Segmentation annotation records
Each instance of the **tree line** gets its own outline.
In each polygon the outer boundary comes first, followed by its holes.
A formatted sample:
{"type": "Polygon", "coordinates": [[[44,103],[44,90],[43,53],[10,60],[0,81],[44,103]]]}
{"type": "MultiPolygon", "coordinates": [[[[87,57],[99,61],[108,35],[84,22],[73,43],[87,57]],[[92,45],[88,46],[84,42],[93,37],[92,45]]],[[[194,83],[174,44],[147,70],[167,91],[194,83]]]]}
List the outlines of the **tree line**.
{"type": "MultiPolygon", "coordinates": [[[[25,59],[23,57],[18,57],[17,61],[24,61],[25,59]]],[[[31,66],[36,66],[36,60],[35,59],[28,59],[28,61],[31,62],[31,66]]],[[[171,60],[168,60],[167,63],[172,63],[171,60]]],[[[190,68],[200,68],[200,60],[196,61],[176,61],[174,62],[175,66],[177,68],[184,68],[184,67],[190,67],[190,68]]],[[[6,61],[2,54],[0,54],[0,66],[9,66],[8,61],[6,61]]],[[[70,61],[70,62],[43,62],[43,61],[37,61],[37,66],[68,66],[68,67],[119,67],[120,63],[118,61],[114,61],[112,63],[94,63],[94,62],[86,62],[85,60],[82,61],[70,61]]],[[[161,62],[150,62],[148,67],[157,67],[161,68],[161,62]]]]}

## What is expected
Please rewrite the records from the start through the line containing "List the outlines of the **tree line**.", inclusive, switching "outer boundary" to "exterior ring" and leaving everything else unchanged.

## Correct result
Each instance of the **tree line** gets its own outline.
In each polygon the exterior ring comes first, followed by its holes.
A formatted sample:
{"type": "Polygon", "coordinates": [[[44,103],[44,90],[43,53],[10,60],[0,81],[44,103]]]}
{"type": "MultiPolygon", "coordinates": [[[[87,57],[99,61],[108,35],[84,22],[73,43],[87,57]],[[92,45],[88,46],[84,42],[93,37],[92,45]]],[[[194,83],[174,44],[147,70],[167,91],[194,83]]]]}
List the outlines of the **tree line**.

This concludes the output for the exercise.